Answer these from the text on thyroid treatment:
(a) What dose does a doctor usually start a hypothyroidism patient on?
(b) What four things do the treatment options for hyperthyroidism depend on?
(c) Within how many weeks do symptoms usually improve once the drugs are taken?

→ **EXTRACT PROVIDED**
# # # # #

Hypothyroidism is treated with hormone replacement, using a synthetic thyroid hormone pill that aims to regulate thyroid hormone levels and normalise your metabolism. Do note that there may be some trial and error before arriving at the right dose. Your doctor will typically start you on a low dose, to be increased as necessary, if the symptoms persist or blood tests still show abnormal levels. You will be put on medication for life, and have to see your doctor regularly to check your thyroid stimulating hormone (TSH) levels, to ensure that the treatment is not causing hyperthyroidism.
Treatment options for hyperthyroidism depend on your age, physical condition, and the cause and severity of your condition. These include:
These drugs gradually reduce the symptoms of hyperthyroidism by blocking the production of thyroid hormones. Symptoms usually improve within 6-12 weeks of taking the medication, and this may last for at least a year or longer.

# # # # #

→ **PROVIDED DATA**
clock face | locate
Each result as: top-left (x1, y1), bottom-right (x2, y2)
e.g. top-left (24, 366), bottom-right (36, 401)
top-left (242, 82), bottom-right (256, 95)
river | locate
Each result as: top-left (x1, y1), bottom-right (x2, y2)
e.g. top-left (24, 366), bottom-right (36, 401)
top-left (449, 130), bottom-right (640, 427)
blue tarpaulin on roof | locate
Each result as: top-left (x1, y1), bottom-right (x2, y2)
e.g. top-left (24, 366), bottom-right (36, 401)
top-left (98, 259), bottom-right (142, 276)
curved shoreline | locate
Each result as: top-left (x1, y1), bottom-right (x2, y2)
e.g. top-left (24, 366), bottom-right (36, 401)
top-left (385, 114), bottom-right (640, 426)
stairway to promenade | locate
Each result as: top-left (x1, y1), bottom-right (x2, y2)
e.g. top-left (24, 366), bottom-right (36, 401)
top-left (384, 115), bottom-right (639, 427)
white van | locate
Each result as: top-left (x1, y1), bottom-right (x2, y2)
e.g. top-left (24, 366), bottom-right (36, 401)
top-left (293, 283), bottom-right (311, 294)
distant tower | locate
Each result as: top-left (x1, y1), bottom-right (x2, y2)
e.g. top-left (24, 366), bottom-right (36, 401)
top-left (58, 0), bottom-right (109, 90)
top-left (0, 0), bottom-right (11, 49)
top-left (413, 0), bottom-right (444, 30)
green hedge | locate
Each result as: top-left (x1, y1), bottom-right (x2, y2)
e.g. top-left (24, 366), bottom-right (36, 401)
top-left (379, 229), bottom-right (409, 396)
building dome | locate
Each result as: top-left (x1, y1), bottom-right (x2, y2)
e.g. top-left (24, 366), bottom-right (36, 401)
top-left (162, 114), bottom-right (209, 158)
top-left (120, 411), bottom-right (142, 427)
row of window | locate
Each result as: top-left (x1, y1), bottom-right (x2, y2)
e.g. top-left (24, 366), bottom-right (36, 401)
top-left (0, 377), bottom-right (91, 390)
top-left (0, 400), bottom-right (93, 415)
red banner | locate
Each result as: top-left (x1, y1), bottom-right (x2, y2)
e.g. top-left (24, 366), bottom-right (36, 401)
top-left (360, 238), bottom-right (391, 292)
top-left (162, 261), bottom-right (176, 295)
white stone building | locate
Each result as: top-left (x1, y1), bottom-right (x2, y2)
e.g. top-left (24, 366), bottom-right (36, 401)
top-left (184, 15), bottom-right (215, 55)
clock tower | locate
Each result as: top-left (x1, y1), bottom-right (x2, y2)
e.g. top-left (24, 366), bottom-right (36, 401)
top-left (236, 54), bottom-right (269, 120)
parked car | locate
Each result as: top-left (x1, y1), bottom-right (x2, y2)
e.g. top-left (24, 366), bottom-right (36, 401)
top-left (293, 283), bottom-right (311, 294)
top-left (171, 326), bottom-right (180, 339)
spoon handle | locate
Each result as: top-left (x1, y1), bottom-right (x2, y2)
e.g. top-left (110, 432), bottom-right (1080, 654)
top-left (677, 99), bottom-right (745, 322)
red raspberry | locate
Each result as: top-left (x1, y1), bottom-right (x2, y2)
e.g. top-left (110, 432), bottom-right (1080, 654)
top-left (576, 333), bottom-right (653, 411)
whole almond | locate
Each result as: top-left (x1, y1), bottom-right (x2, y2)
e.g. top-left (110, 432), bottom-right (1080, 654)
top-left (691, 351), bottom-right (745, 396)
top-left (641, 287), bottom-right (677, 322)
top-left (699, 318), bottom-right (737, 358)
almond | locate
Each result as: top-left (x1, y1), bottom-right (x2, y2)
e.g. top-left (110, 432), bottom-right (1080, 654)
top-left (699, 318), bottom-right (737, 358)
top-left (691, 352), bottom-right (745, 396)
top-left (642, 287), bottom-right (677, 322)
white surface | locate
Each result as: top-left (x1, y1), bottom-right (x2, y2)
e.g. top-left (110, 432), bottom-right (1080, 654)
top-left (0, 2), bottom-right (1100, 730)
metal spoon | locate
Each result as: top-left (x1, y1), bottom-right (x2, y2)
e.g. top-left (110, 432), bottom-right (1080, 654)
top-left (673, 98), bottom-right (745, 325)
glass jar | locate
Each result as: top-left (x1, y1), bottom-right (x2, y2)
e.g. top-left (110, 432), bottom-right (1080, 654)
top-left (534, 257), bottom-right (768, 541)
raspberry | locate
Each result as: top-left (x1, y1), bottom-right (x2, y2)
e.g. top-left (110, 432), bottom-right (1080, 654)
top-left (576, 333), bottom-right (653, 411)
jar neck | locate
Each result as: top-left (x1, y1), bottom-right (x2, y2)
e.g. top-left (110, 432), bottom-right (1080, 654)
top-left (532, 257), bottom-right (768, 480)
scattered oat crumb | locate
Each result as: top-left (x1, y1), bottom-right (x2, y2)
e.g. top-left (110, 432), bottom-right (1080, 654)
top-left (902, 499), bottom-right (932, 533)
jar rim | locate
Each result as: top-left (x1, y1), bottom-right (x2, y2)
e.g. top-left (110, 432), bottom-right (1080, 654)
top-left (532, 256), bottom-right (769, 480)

# # # # #

→ **EXERCISE OUTPUT**
(a) A low dose, increased as needed if symptoms persist or blood tests still show abnormal levels.
(b) Age, physical condition, and the cause and severity of the condition.
(c) Within 6-12 weeks.